Retoma el texto sobre el accidente ferroviario de Once, que figura más abajo, y continúalo a partir de su última oración.

• [Fragmento seleccionado]:
☆ ☆ ☆ ☆ ☆ ☆ ☆

Encarrilar

Lo ocurrido en la Estación Once días atrás ha sido conmocionante. Se trata del tercer evento ferroviario más luctuoso desde la década del ’70. Como tal, ha movilizado opiniones y declaraciones, además de la espontánea sensación a la vez de miedo y solidaridad. Cabe una reflexión, tanto sobre este episodio como acerca de la cuestión más general del ferrocarril, que ha reaparecido una vez más.
Comenzando por lo más particular: el hecho refleja mala, pésima práctica del operador, más allá de si la responsabilidad es de la condición del tren o del conductor, algo que se espera que las pericias indiquen. Es que hubo hace pocos años dos choques, ambos entre Retiro y Empalme Maldonado, choques que sólo pueden imputarse a que se traspusieron señales en posición de peligro. Por si no bastara, un reciente descarrilamiento ocurrido en Floresta apunta al estado de la vía: la observación permite detectar una gran cantidad de uniones de rieles (en la jerga, “eclisas”) carentes de parte de los bulones; algo que no se veía en forma generalizada durante la gestión estatal. No cabría descartar entonces nuevos descarrilamientos.
Por otro lado, es de suponer que todo tren debe disponer de un sistema de freno suplementario, que actúa ante una falla, y que debería haber operado en Once.
Más allá de lo más o menos letal que resulte cada evento, esta sucesión de hechos es claramente excesiva, y efectivamente cuestiona la continuidad de la concesión. Por si esto no bastara, aun en condiciones normales, el servicio que presta TBA demora 15 minutos más en vincular Once con Moreno de lo que tomaba en la década del ’70, por ejemplo. Esto, más allá de lo que sufren a diario los pasajeros por la calidad del servicio; al autor de estas líneas le toca de cerca la línea Mitre a Tigre, cuya reputación de ser “la mejor” es sobradamente injusta.
Ha sido puesta en entredicho también la actuación estatal, en particular la ausencia de controles. Se puede acordar en que controles más efectivos impedirían fallas tales como la mencionada carencia de bulones o los sistemáticos atrasos y cancelaciones de tren. Pero esto no debe hacer olvidar que la responsabilidad primaria por la operación corresponde legal y moralmente al operador. No hay control que pueda prevenir la trasposición indebida de una señal, por ejemplo.

☆ ☆ ☆ ☆ ☆ ☆ ☆

• [Material extraído]:
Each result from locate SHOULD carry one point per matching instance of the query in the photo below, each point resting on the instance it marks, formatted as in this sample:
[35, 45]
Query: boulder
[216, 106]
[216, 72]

☆ ☆ ☆ ☆ ☆ ☆ ☆

• [Respuesta a la consigna]:
Centrar en el Estado la culpa –como algunos pretenden– implica justificar el mal comportamiento privado en ausencia de control. Es como afirmar que el robo sería lo esperable si nadie vigila, una particular versión del libre mercado. Un delito lo es siempre, haya o no un agente de policía en las inmediaciones del hecho. ¿Por qué este mismo criterio no debe aplicarse a un concesionario de un servicio? Si se naturaliza el sistemático incumplimiento y, por lo tanto, el requerimiento de una suerte de control perpetuo y absoluto, es preferible que el Estado preste el servicio por sí mismo, para no duplicar esfuerzos, aun cuando alguien deberá a su vez controlarlo.
Asimismo, ha habido afirmaciones estruendosas referidas al elevado nivel de subsidio que recibe el operador ferroviario, porque tornaría aún más injustificado lo ocurrido. Esta afirmación es risible, si no fuera porque ocurrió una tragedia. La seguridad es independiente de quién financie el servicio. Si se cuenta con recursos suficientes para el mantenimiento y se lo realiza mal, éste es el hecho importante, al margen de que los recursos provengan del Estado o del operador (en cuyo caso, es en definitiva el usuario el que los aporta por la tarifa). La presencia de subsidios no le añade gravedad alguna a este hecho. Si los recursos no fueran suficientes, es deber del operador poner esta situación sobre la mesa, pero no parecería ser éste el caso. La carencia de recursos podría justificar tal vez asientos en mal estado; no incumplimiento de normas de seguridad.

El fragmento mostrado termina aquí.